Copy out the lines from the line with "Prove it. The turquoise" through the line with "[0, 318, 19, 335]", keeping every word and number unchanged. Leave the pictures out of your copy.

-- Start of DATASET RECORDS --

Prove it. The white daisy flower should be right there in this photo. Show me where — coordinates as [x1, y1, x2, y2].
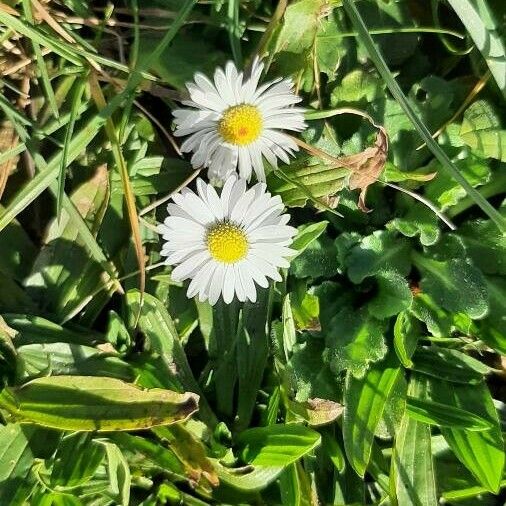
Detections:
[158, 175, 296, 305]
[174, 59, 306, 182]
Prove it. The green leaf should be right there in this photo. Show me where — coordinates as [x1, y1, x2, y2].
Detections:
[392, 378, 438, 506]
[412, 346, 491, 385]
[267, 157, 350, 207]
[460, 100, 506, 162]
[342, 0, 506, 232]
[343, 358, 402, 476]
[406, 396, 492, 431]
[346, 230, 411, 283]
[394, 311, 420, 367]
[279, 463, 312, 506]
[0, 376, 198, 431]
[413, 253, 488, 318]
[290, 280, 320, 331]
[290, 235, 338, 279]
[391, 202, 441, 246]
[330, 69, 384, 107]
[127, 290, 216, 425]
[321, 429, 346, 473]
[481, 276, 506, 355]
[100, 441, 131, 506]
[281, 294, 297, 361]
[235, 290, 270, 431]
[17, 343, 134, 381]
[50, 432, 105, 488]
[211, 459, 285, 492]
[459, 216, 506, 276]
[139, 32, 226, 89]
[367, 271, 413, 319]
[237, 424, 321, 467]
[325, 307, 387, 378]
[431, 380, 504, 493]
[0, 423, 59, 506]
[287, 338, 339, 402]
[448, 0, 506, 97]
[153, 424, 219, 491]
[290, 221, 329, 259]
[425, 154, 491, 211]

-- End of DATASET RECORDS --
-- Start of DATASET RECORDS --

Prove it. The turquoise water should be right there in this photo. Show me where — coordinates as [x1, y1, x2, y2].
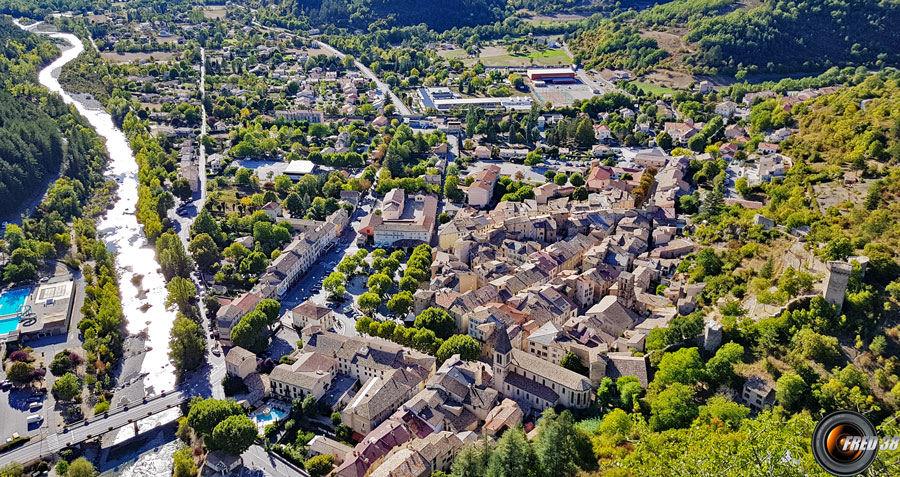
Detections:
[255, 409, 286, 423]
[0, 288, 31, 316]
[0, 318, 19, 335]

-- End of DATASET RECORDS --

CORRECT ANSWER ::
Prove it. The turquoise water should be right there in this photo. Show me where — coordinates as [x1, y1, x2, y2].
Detections:
[255, 409, 286, 423]
[0, 288, 31, 316]
[0, 318, 19, 335]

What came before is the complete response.